- [What to do]: Rewrite all of the rows below, swapping every "Target" for "Query" and changing nothing else. Leave the pictures out of your answer.

Named object pointing entries
----------------------------------------

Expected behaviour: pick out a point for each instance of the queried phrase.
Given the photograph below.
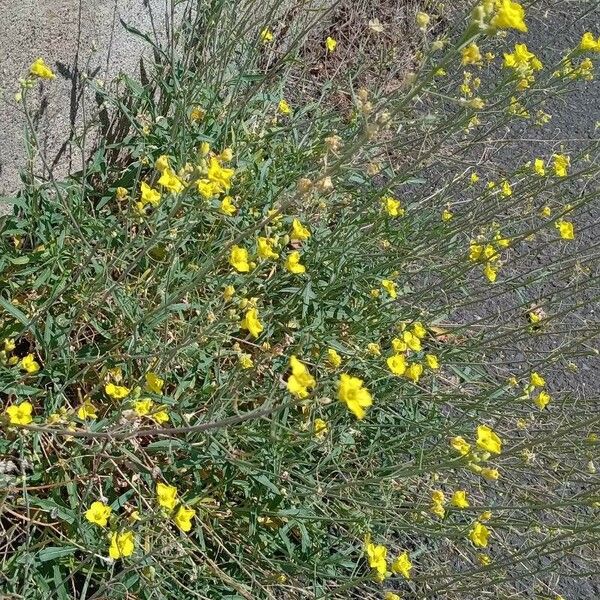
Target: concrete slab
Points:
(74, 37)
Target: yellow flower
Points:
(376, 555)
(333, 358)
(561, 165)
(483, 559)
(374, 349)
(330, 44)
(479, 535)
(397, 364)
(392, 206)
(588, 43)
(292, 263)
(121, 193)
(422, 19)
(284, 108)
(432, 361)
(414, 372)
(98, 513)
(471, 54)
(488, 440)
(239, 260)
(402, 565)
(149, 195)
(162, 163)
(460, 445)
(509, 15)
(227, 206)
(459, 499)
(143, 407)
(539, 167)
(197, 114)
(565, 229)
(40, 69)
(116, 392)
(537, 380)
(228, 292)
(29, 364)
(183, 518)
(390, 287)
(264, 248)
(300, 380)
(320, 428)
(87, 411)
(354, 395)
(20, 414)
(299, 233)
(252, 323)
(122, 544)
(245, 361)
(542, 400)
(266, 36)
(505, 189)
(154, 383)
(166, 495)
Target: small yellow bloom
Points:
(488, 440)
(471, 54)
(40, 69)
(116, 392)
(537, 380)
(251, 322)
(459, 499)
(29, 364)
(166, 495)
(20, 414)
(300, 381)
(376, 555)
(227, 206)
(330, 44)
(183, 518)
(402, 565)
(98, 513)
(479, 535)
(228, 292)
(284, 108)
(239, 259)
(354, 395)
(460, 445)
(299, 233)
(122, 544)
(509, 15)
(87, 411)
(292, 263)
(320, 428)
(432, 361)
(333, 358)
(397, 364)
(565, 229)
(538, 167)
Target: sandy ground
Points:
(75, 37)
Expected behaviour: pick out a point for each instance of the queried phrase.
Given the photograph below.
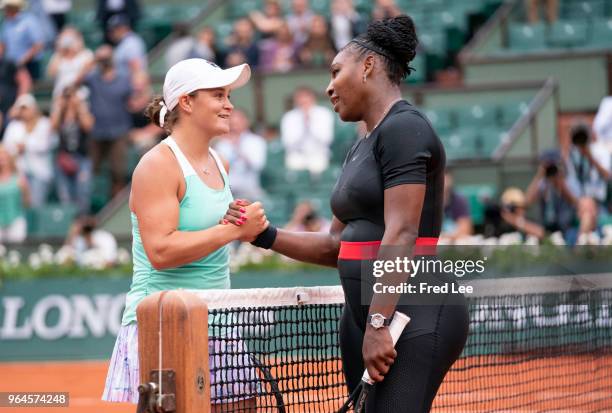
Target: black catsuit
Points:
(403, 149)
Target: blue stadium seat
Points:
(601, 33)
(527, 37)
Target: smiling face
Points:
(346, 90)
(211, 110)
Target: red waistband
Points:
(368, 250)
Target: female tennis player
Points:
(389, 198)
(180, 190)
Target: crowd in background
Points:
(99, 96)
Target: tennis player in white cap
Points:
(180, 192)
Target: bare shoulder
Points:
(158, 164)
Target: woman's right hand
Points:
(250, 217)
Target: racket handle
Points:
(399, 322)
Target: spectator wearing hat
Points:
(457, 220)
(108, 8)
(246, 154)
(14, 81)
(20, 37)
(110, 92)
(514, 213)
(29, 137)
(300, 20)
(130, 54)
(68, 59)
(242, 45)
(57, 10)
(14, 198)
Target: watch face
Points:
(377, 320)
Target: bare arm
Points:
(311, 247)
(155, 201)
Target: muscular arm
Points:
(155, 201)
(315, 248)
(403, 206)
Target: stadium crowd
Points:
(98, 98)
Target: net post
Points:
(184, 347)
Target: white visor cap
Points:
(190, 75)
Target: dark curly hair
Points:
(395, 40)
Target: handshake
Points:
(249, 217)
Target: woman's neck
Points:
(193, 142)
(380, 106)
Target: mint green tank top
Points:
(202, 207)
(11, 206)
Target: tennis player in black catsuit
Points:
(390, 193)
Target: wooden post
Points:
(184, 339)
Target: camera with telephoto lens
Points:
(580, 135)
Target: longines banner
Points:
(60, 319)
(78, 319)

----------------------------------------

- [Exercise answer]:
Expected behaviour: pick out a point for each instance of the queried phrase.
Given the photograph below.
Query: concrete slab
Points:
(74, 37)
Query: yellow flower
Points:
(376, 555)
(333, 358)
(561, 165)
(483, 559)
(374, 349)
(330, 44)
(479, 535)
(397, 364)
(392, 206)
(588, 43)
(292, 263)
(121, 193)
(422, 19)
(284, 108)
(432, 361)
(414, 372)
(98, 513)
(471, 54)
(488, 440)
(239, 260)
(402, 565)
(149, 195)
(162, 163)
(460, 445)
(509, 15)
(227, 206)
(459, 499)
(143, 407)
(539, 167)
(197, 114)
(565, 229)
(40, 69)
(116, 392)
(537, 380)
(228, 292)
(29, 364)
(183, 518)
(390, 287)
(264, 248)
(300, 380)
(320, 428)
(87, 411)
(354, 395)
(20, 414)
(299, 233)
(252, 323)
(122, 544)
(245, 361)
(542, 400)
(266, 36)
(505, 189)
(154, 383)
(166, 495)
Query: small yellow bloom
Points:
(488, 440)
(471, 54)
(40, 69)
(116, 392)
(537, 380)
(251, 322)
(459, 499)
(29, 364)
(166, 495)
(20, 414)
(300, 381)
(376, 555)
(227, 206)
(330, 44)
(183, 518)
(402, 565)
(98, 513)
(479, 535)
(228, 292)
(284, 108)
(239, 259)
(354, 395)
(460, 445)
(299, 233)
(122, 544)
(509, 15)
(87, 411)
(292, 263)
(320, 428)
(432, 361)
(333, 358)
(397, 364)
(565, 229)
(538, 167)
Query: sandy ground
Points:
(75, 37)
Expected behaviour: pick out a point for each instance of the queried phrase.
Given the photograph below.
Query: black catsuit
Points:
(403, 149)
Query: blue stadium seat
Points:
(601, 33)
(527, 37)
Query: smiling face
Points:
(346, 90)
(211, 110)
Query: red waistband
Points:
(368, 250)
Query: female tennis player
Points:
(389, 198)
(180, 190)
Query: crowd in background
Points:
(99, 96)
Query: tennis player in white cap
Points:
(180, 192)
Query: bare shoulder
Points:
(158, 164)
Query: woman's right hand
Points:
(250, 217)
Query: racket handle
Points:
(399, 322)
Query: spectator wearing hat
Points:
(457, 220)
(108, 8)
(246, 154)
(14, 81)
(20, 37)
(110, 92)
(514, 213)
(29, 137)
(300, 20)
(130, 54)
(68, 59)
(242, 45)
(57, 10)
(14, 198)
Query: watch face
Points:
(377, 320)
Query: bare arm
Points:
(311, 247)
(155, 201)
Query: muscular arm
Points:
(155, 201)
(315, 248)
(403, 206)
Query: stadium crowd
Points:
(98, 98)
Query: net post
Points:
(184, 347)
Query: white visor cap
Points:
(190, 75)
Query: dark curly hair
Points:
(395, 40)
Query: handshake
Points:
(249, 217)
Query: woman's neck
Points:
(193, 142)
(380, 106)
Query: mint green tank top
Points:
(202, 207)
(11, 206)
Query: tennis player in black catsuit
Points:
(390, 193)
Query: wooden post
Points:
(184, 339)
Query: camera with telephoto lens
Points:
(580, 135)
Query: longines banner
Points:
(60, 319)
(78, 319)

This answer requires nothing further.